[START OF DATA ROWS]

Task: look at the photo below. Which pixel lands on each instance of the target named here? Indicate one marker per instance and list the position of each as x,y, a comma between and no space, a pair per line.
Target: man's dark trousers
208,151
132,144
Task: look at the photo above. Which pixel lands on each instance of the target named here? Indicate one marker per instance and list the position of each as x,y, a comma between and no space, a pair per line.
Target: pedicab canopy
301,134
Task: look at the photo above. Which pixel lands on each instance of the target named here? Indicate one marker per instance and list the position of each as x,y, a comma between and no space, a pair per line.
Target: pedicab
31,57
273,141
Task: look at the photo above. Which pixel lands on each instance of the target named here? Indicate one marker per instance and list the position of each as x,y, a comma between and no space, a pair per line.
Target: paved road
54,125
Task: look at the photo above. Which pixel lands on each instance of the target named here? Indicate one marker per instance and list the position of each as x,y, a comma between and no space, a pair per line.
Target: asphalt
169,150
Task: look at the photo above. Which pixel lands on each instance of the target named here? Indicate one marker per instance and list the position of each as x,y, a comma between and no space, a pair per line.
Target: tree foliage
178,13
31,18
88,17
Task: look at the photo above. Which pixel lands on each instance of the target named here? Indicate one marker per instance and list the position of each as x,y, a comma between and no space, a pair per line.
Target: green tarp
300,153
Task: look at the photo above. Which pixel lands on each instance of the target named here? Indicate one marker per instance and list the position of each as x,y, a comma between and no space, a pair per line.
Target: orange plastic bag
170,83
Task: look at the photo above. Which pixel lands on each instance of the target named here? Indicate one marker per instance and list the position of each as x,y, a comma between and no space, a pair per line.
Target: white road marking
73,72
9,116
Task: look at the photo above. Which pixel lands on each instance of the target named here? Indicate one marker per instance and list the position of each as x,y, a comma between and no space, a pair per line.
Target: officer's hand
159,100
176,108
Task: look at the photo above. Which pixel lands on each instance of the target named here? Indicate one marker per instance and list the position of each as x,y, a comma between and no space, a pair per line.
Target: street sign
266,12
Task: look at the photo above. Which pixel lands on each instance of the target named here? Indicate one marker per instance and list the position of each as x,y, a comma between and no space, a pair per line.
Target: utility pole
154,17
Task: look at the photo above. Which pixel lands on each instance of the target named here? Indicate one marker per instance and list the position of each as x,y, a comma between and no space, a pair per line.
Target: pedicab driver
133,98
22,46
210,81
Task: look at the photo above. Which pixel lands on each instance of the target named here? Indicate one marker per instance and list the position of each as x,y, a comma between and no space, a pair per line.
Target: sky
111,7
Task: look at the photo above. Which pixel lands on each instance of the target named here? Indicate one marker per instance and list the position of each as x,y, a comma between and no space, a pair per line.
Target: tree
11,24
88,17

[END OF DATA ROWS]

State how many lines of the data above contain the string "road", matching case exactly. Give only the number.

2